__TEXT BLOCK__
Re: [DISCUSS] KIP-143: Controller Health Metrics

Ismael Juma Wed, 10 May 2017 18:12:44 -0700

Thanks Jun. Discussed this offline with Onur and Jun and I believe there's
agreement so updated the KIP:


https://cwiki.apache.org/confluence/pages/diffpagesbyversion.action?
pageId=69407758&selectedPageVersions=8&selectedPageVersions=7

Ismael

On Wed, May 10, 2017 at 4:46 PM, Jun Rao <[email protected]> wrote:

> Hi, Onur,
>
> We probably don't want to do the 1-to-1 mapping from the event type to the
> controller state since some of the event types are implementation details.
> How about the following mapping?
>
> 0 - idle
> 1 - controller change (Startup, ControllerChange, Reelect)
> 2 - broker change (BrokerChange)
> 3 - topic creation/change (TopicChange, PartitionModifications)
> 4 - topic deletion (TopicDeletion, TopicDeletionStopReplicaResult)
> 5 - partition reassigning (PartitionReassignment,
> PartitionReassignmentIsrChange)
> 6 - auto leader balancing (AutoPreferredReplicaLeaderElection)
> 7 - manual leader balancing (PreferredReplicaLeaderElection)
> 8 - controlled shutdown (ControlledShutdown)
> 9 - isr change (IsrChangeNotification)
>
> For each state, we will add a corresponding timer to track the rate and the
> latency, if it's not there already (e.g., broker change and controlled
> shutdown). If there are future changes to the controller, we can make a
> call whether the new event should be mapped to one of the existing states
> or a new state.
>
> Thanks,
>
> Jun
>
> On Tue, May 9, 2017 at 6:17 PM, Onur Karaman <[email protected]
> >
> wrote:
>
> > @Ismael, Jun
> > After bringing up an earlier point twice now, it still doesn't feel like
> > it's been commented on/addressed, so I'm going to give it one more shot:
> > Assuming that ControllerState should reflect the current event being
> > processed, the KIP is missing states.
> >
> > The controller currently has 14 event types:
> > BrokerChange
> > TopicChange
> > PartitionModifications
> > TopicDeletion
> > PartitionReassignment
> > PartitionReassignmentIsrChange
> > IsrChangeNotification
> > PreferredReplicaLeaderElection
> > AutoPreferredReplicaLeaderElection
> > ControlledShutdown
> > TopicDeletionStopReplicaResult
> > Startup
> > ControllerChange
> > Reelect
> >
> > The KIP only shows 10 event types (and it's not a proper subset of the
> > above set).

__GIVEN EXERCISE A__
Identify every line in the listing below that contains the word "concrete", and copy each of those lines in full.

__MATERIAL SUPPLIED__
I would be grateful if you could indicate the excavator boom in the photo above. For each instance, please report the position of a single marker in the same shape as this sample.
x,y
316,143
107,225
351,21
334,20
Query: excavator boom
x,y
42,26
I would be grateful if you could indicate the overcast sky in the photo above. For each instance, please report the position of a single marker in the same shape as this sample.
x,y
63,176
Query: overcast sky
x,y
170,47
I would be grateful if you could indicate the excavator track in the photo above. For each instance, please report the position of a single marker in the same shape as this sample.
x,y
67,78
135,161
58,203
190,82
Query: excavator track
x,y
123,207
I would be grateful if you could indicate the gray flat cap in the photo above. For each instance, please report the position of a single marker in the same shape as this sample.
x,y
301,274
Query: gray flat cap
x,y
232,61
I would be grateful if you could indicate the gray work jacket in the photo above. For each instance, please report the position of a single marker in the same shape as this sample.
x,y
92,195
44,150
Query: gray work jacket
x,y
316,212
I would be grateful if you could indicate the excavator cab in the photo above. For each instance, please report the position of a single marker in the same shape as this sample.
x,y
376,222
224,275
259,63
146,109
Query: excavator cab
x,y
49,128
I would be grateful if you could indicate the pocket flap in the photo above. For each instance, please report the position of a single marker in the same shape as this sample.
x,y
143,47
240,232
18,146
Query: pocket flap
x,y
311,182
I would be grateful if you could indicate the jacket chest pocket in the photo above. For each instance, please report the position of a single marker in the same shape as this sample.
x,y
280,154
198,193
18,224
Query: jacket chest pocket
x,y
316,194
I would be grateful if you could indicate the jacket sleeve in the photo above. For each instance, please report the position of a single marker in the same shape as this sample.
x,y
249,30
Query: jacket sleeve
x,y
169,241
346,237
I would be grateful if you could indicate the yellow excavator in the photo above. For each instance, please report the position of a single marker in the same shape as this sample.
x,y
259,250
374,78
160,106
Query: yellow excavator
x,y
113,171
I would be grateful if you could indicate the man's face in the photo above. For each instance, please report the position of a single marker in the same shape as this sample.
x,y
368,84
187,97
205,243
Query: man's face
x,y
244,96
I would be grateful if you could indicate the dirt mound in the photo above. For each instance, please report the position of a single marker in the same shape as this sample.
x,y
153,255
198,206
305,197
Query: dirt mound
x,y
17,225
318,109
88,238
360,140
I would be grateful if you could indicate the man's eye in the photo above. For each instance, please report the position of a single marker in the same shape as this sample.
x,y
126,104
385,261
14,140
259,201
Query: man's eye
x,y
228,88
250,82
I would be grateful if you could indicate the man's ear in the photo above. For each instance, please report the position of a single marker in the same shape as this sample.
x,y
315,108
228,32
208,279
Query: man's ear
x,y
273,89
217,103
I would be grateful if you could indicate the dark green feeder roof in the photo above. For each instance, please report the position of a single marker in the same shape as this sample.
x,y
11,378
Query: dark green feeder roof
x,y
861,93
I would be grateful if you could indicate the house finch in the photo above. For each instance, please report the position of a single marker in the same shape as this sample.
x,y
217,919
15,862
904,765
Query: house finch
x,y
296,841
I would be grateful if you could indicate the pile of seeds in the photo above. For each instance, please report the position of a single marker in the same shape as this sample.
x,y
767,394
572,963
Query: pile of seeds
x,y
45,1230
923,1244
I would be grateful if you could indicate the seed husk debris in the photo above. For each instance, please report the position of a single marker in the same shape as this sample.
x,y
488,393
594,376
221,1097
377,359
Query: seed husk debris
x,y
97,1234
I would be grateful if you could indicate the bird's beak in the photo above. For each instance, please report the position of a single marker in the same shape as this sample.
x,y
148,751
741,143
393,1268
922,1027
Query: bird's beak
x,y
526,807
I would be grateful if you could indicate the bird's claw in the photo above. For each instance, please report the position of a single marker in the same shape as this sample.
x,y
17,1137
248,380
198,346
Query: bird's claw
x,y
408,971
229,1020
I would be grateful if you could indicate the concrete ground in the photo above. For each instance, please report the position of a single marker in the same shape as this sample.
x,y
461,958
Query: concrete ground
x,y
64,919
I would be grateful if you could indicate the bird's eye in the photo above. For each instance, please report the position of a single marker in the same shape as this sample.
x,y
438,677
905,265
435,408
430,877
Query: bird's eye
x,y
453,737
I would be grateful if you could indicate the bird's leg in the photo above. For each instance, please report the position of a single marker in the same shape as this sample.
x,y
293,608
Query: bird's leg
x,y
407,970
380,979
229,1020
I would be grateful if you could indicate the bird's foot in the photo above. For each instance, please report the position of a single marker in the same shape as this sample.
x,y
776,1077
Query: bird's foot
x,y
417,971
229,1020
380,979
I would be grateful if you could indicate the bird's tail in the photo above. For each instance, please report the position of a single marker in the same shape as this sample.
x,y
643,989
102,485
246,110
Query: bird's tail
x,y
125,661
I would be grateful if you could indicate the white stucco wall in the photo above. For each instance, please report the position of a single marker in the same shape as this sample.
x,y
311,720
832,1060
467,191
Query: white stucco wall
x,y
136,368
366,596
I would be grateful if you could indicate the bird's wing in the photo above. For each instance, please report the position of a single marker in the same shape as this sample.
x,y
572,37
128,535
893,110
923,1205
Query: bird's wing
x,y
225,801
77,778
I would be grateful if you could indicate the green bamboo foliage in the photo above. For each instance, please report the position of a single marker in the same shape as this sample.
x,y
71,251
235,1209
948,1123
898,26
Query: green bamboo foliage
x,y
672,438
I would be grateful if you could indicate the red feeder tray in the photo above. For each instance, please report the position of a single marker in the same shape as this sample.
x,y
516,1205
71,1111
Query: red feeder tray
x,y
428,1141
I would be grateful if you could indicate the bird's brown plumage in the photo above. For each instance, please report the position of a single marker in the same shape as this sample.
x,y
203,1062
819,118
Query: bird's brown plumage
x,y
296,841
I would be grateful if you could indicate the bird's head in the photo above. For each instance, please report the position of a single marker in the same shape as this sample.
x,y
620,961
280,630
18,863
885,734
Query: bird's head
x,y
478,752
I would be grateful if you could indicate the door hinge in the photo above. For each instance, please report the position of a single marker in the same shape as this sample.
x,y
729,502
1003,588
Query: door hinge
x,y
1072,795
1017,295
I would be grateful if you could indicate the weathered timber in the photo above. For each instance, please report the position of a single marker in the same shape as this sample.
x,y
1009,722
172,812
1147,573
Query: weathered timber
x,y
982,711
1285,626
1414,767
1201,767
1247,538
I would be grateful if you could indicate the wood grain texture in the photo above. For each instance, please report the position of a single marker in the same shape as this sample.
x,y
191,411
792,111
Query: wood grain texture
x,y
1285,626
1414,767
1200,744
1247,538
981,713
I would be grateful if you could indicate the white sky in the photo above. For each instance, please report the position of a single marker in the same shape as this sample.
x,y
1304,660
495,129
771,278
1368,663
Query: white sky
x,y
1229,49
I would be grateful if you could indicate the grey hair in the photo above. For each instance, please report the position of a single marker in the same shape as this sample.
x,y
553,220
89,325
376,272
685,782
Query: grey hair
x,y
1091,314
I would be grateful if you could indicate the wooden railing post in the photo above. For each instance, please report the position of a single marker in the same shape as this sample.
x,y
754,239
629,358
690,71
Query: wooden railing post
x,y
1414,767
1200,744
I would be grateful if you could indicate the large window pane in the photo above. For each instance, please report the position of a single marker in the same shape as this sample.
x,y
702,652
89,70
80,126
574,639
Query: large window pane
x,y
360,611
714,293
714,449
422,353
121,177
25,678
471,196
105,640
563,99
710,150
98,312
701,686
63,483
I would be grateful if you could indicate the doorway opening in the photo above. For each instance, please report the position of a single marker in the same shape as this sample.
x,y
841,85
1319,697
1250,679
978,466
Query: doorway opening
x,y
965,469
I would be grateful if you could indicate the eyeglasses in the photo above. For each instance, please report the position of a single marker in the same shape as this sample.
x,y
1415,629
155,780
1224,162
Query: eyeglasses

__GIVEN EXERCISE B__
Answer these questions using the KIP-143 email thread:
(i) According to Onur Karaman, how many event types does the controller currently have?
(ii) In Jun Rao's proposed mapping, which number is assigned to controlled shutdown?
(iii) Who did Ismael Juma discuss the matter with offline before updating the KIP?

__OUTPUT A__
I would be grateful if you could indicate the concrete ground in the photo above. For each instance, please report the position of a single marker in the same shape as this sample.
Query: concrete ground

__OUTPUT B__
(i) 14
(ii) 8
(iii) Onur and Jun